**EXERCISE AIM**
Starting at the line that contains "Target: black protective suit", retype each line to the end of the listing below. Include both ends, but not the pictures.

== Segment start ==

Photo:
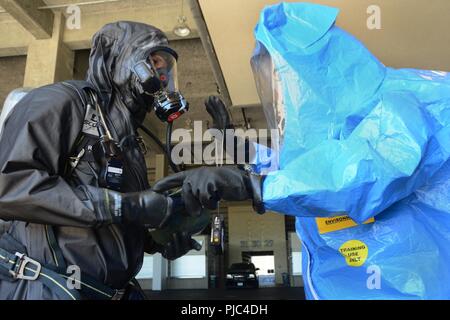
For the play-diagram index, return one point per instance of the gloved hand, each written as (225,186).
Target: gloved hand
(218,112)
(205,186)
(175,238)
(147,208)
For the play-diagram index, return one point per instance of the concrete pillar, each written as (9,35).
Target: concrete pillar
(49,60)
(160,265)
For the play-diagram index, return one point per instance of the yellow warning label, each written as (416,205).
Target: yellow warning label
(326,225)
(355,252)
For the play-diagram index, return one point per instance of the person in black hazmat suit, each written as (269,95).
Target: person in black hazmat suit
(73,180)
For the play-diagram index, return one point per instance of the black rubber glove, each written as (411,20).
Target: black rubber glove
(147,208)
(204,187)
(218,112)
(175,238)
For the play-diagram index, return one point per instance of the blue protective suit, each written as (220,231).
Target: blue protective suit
(360,140)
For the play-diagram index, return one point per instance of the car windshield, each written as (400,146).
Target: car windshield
(246,267)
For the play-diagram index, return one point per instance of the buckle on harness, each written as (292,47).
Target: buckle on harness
(20,266)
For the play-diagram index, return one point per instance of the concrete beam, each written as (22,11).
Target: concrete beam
(38,22)
(49,60)
(163,17)
(76,39)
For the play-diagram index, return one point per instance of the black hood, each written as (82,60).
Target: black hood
(116,48)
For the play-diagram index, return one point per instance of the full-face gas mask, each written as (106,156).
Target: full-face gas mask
(157,84)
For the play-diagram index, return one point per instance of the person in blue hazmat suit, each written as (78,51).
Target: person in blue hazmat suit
(363,158)
(73,179)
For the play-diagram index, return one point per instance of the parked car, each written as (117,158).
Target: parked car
(242,275)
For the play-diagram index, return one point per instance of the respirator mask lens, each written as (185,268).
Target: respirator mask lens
(169,104)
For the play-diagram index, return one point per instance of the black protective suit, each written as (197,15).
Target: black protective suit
(40,135)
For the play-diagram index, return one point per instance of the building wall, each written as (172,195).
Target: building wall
(12,70)
(248,231)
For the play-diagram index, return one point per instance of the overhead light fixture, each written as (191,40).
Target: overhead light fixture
(182,29)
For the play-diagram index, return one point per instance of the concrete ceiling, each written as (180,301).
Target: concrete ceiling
(162,14)
(414,34)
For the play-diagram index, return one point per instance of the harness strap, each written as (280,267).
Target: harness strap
(89,286)
(22,267)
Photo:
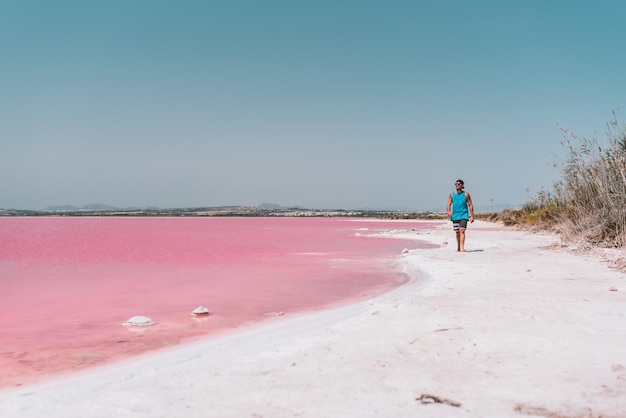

== Segment end ==

**SOLUTION FOR THIS TASK**
Target: black protective suit
(40,135)
For the play-diagram index, return one point per instance of the building wall, each written as (172,195).
Target: building wall
(12,70)
(248,231)
For the play-diagram index, return one point per instance of the overhead light fixture, each written as (191,40).
Target: overhead light fixture
(182,29)
For the play-diagram index, return one point per instance of the concrete ceiling, each written as (180,301).
Target: concrete ceiling
(162,14)
(414,34)
For the play-diagram index, return one point per instance of the harness strap, each written as (280,267).
Target: harness strap
(89,286)
(22,267)
Photo:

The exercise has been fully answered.